**EXTRACT TO READ**
[lttng-dev] [RFC URCU PATCH] wfqueue: ABI v1, simplify implementation, 2.3x to 2.6x performance boost

Wed Aug 22 20:57:28 EDT 2012

ping

On 08/21/2012 11:41 AM, Lai Jiangshan wrote:
> On 08/20/2012 09:16 PM, Mathieu Desnoyers wrote:
>> * Lai Jiangshan (laijs at cn.fujitsu.com) wrote:
>>> On 08/16/2012 05:31 AM, Mathieu Desnoyers wrote:
>>>> This work is derived from the patch from Lai Jiangshan submitted as
>>>> "urcu: new wfqueue implementation"
>>>> (http://lists.lttng.org/pipermail/lttng-dev/2012-August/018379.html)
>>>>
>>>
>>
>> Hi Lai,
>>
>>> Hi, Mathieu
>>>
>>> please add this part to your patch.
>>>
>>> Changes(item5 has alternative):
>>>
>>> 1) Reorder the head and the tail in struct cds_wfq_queue
>>>    Reason: wfq is enqueue-preference
>>
>> Is this a technical improvement over the original order ? Both cache
>> lines are aligned, so it should not matter which one comes first. So I'm
>> not sure why we should favor one order vs the other.
>>
>>> 2) Reorder the code of ___cds_wfq_next_blocking()
>>>    Reason: short code, better readability
>>
>> Yes, I agree with this change. Can you extract it into a separate patch ?
>>
>>>
>>> 3) Add cds_wfq_dequeue_[un]lock
>>>    Reason: the fields of struct cds_wfq_queue are not exposed to users of lib,
>>> 	but some APIs needs to have this lock held. Add this locking function
>>> 	to allow the users use such APIs
>>
>> I agree with this change too. You can put it into the same patch as (2).

**SHORT PROBLEM 1**
List the numbered changes Lai Jiangshan proposes in the wfqueue patch thread, up to where the thread stops.
**SHORT PROBLEM 2**
Carry on the wfqueue patch thread, starting after its final line.
The items that come next have nothing to do with the wfqueue patch thread.

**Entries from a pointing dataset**
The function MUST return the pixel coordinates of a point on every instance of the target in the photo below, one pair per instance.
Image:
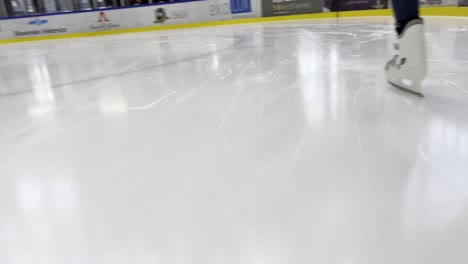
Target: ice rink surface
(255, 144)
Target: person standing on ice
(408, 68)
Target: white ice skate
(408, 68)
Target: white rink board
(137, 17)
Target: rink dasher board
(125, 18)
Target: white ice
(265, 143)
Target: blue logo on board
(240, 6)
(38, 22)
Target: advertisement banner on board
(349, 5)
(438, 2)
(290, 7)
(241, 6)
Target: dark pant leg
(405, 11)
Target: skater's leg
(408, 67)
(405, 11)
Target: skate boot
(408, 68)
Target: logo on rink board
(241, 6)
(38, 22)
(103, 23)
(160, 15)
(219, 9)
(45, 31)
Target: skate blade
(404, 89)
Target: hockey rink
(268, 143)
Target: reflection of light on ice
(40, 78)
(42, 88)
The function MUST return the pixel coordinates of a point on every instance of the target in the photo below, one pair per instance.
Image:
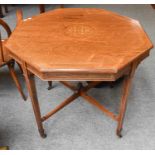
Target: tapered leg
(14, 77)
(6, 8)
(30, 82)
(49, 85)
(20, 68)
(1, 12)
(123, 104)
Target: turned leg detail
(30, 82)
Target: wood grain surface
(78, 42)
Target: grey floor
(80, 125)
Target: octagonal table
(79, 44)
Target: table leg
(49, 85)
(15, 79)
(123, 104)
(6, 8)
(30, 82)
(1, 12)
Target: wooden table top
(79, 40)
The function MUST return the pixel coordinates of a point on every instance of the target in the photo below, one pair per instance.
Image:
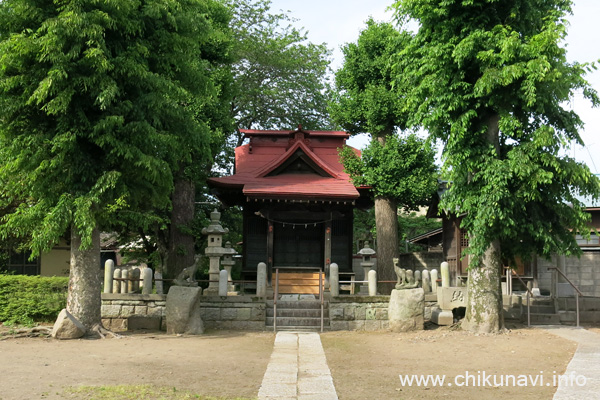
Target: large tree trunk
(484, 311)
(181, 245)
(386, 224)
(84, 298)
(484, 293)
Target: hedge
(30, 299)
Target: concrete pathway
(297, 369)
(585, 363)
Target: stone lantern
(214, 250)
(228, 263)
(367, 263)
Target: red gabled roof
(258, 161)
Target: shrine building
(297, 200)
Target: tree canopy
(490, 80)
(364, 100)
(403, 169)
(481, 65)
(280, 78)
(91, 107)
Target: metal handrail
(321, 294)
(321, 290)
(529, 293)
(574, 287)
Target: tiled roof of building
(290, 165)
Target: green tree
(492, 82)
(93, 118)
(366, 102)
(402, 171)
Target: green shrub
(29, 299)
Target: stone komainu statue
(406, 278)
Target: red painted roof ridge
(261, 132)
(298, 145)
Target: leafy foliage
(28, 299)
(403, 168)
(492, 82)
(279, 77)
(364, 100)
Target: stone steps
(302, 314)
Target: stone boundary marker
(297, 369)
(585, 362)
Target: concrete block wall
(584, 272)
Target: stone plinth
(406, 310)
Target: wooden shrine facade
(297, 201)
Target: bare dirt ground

**RESULT 1**
1) Reorder the head and the tail in struct cds_wfq_queue
2) Reorder the code of ___cds_wfq_next_blocking()
3) Add cds_wfq_dequeue_[un]lock

**RESULT 2**
>>
>>>
>>> 4) Add cds_wfq_node_sync_next(), cds_wfq_dequeue_all_blocking()
>>>    Reason: helper for for_each_*
>>
>> Points 4-5-6-7 will need more discussion.
>>
>> I don't like exposing "cds_wfq_node_sync_next()", which should remain an
>> internal implementation detail not exposed to queue users.  The
>> "get_first"/"get_next" API, as well as the dequeue, are providing an
>> abstraction that hide the node synchronization, which makes it harder
>> for the user to make mistakes. Given that the fast-path of
>> cds_wfq_node_sync_next is just a pointer load and test, I don't think
>> that skipping this the second time we iterate on the same queue would
>> bring any significant performance improvement, but exposing sync_next
>> adds in API complexity, which I would like to avoid.
> 
> If the name "cds_wfq_node_sync_next()" is bad and exposes the implementation,
> we can rename it to "__cds_wfq_next_blocking_nocheck()" to hide the implementation.
> 
> "get_next_nocheck": get next node of a queue, the caller ensure that the next node is existed.
> "get_next": get next node of a queue, it also finds out that whether the next node is existed or not.
> 
> Or just remove "cds_wfq_node_sync_next()", use "get_next" instead.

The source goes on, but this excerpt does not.